--- Text shown ---
Solar-Climate Connection

An assessment of this is that sunspots are somehow related to the net energy retained by the planet, as indicated by changes to average global temperature. Fewer sunspots are associated with cooling, and more sunspots are associated with warming. Thus the hypothesis is made that SSN are proxies for the rate at which the planet accumulates (or loses) radiant energy over time. Therefore the time-integral of the SSN anomalies is a proxy for the amount of energy retained by the planet above or below breakeven.

Also, a lower solar cycle over a longer period might result in the same increase in energy retained by the planet as a higher solar cycle over a shorter period. Both magnitude and time are accounted for by taking the time-integral of the SSN anomalies, which is simply the sum of annual mean SSN (each minus Savg) over the period of study.

--- Problems and tasks ---
1. Condense the paragraph of the text on sunspots and climate that begins "Also, a lower solar cycle" into one or two sentences, keeping its main facts.
2. Substitute "Earth" for "planet" in the text on sunspots and climate between "Solar-Climate Connection" and "or below breakeven.", inclusive, and write out that part.
The records that follow have nothing to do with the text on sunspots and climate.

--- Dataset content ---
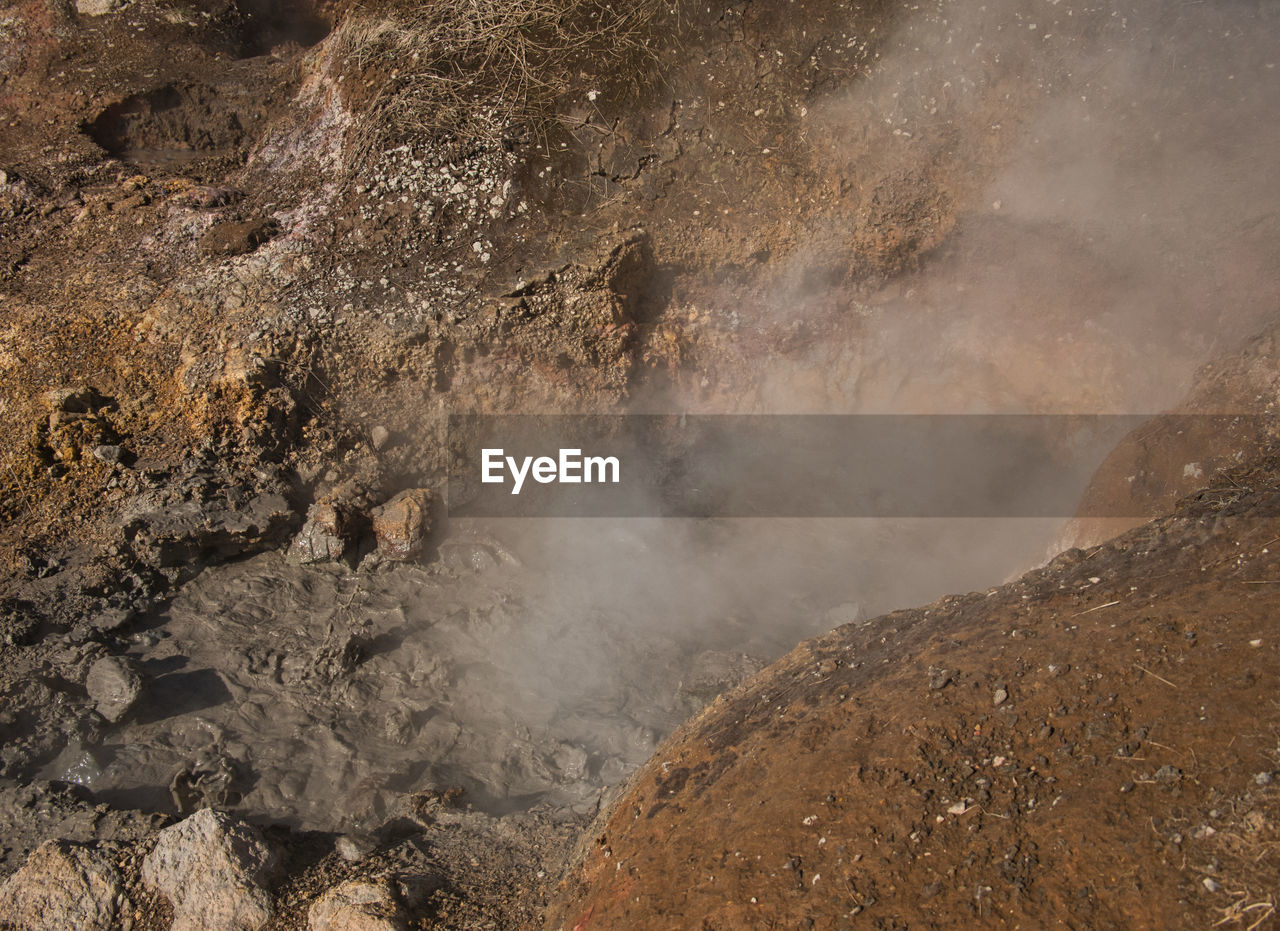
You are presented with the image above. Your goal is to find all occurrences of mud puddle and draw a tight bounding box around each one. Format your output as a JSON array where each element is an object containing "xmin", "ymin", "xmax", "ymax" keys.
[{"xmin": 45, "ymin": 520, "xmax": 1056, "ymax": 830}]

---

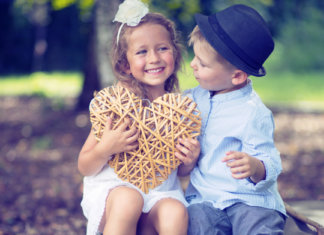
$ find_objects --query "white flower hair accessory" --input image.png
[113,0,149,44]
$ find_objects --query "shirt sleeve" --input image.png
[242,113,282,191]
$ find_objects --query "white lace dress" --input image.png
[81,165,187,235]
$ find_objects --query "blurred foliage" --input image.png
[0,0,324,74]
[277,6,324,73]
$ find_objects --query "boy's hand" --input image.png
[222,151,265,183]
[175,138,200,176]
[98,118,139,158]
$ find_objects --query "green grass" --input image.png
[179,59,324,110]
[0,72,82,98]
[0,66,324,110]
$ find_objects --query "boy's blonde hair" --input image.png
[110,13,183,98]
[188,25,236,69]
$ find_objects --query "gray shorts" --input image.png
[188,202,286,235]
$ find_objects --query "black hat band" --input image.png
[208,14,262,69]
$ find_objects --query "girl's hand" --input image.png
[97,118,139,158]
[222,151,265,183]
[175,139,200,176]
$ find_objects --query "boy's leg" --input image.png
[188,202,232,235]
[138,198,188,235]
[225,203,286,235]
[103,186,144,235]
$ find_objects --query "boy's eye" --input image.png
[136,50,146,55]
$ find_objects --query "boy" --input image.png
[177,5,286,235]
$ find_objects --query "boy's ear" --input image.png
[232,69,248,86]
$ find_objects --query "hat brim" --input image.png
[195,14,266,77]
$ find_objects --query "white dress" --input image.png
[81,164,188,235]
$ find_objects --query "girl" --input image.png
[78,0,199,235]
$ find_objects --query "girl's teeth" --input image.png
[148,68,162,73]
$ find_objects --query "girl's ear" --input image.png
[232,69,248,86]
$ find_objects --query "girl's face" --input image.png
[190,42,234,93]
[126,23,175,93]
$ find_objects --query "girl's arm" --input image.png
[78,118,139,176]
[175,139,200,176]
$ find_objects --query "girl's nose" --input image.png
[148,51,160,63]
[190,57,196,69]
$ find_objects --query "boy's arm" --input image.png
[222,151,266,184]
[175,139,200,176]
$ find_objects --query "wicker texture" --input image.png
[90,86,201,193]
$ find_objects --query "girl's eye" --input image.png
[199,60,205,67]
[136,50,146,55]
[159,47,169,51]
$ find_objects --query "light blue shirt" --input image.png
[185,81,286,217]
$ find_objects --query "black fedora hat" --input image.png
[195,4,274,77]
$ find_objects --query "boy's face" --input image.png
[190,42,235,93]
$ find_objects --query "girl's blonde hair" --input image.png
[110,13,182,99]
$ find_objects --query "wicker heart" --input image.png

--- Expected answers ---
1. A weaker solar cycle lasting longer may add as much retained energy to the planet as a stronger, shorter one. Taking the time-integral of the SSN anomalies (the sum of annual mean SSN minus Savg over the study period) accounts for both magnitude and time.

2.
Solar-Climate Connection

An assessment of this is that sunspots are somehow related to the net energy retained by the Earth, as indicated by changes to average global temperature. Fewer sunspots are associated with cooling, and more sunspots are associated with warming. Thus the hypothesis is made that SSN are proxies for the rate at which the Earth accumulates (or loses) radiant energy over time. Therefore the time-integral of the SSN anomalies is a proxy for the amount of energy retained by the Earth above or below breakeven.